## Text
____

Public Law

Case law update I/2026: Court rulings on onshore wind turbines

Since we published our case law update II/2025 (article of 3 March 2026), Germany’s administrative courts have once again been busy issuing numerous decisions on onshore wind energy. This update will cover some of the key rulings.

Fulfilment of local wind energy targets is contestable

In a decision of 6 February 2026 (11 C 205/25.T), the Higher Administrative Court of Hesse issued a landmark ruling in connection with local wind energy targets – specifically, the target percentages of each federal state’s area to be used for wind energy laid down in section 5(2) Wind Energy Area Requirements Act (Windenergieflächenbedarfsgesetz, “WindBG”). A declaration that such percentage has been reached constitutes a declaratory administrative act, the court ruled, which means it can be contested in an avoidance action (Anfechtungsklage). In the case at hand, a municipal wind energy company objected to decisions by two regional planning bodies (Regionalversammlung Südhessen and Regionalverband FrankfurtRheinMain) declaring that the phase 1 target percentage had been met.

____

## Source data
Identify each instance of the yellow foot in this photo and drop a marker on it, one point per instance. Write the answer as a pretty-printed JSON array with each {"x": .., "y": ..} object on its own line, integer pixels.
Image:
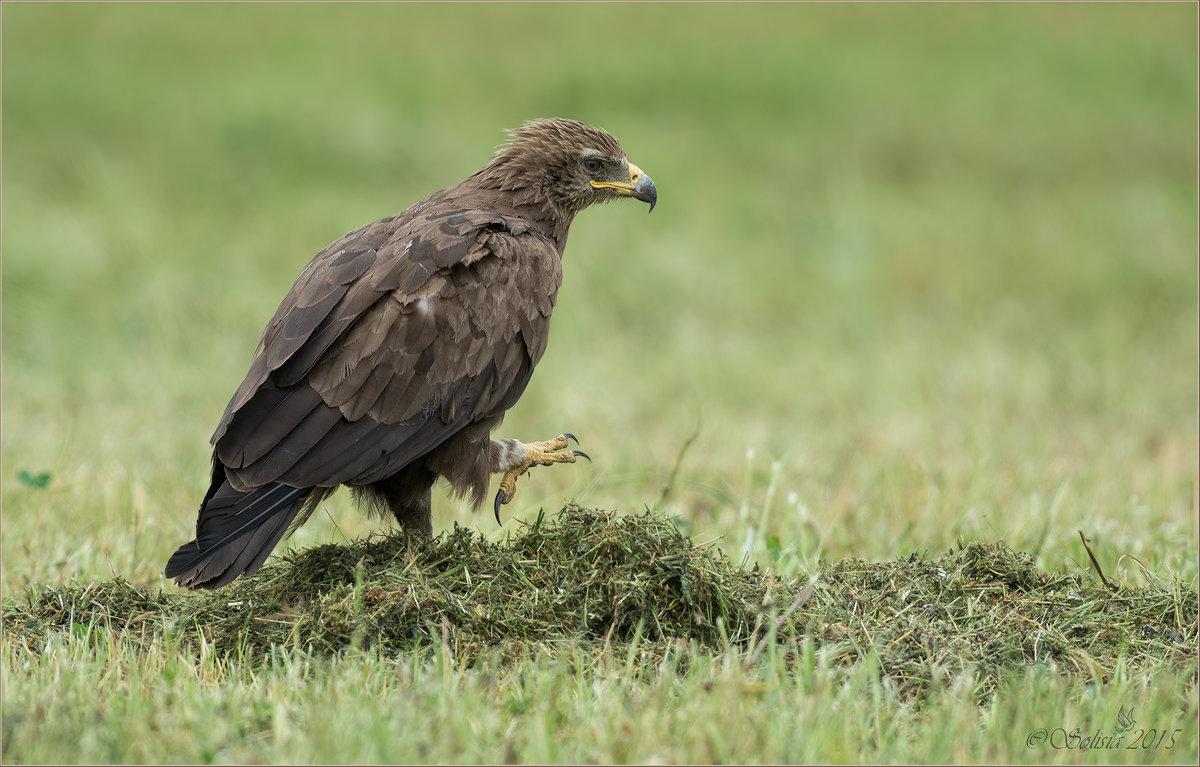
[{"x": 535, "y": 454}]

____

## What is required
Which courts and public bodies does the wind turbine case law text name individually? Answer from the text alone, not from the data.

## Answer below
- Higher Administrative Court of Hesse
- Regionalversammlung Südhessen
- Regionalverband FrankfurtRheinMain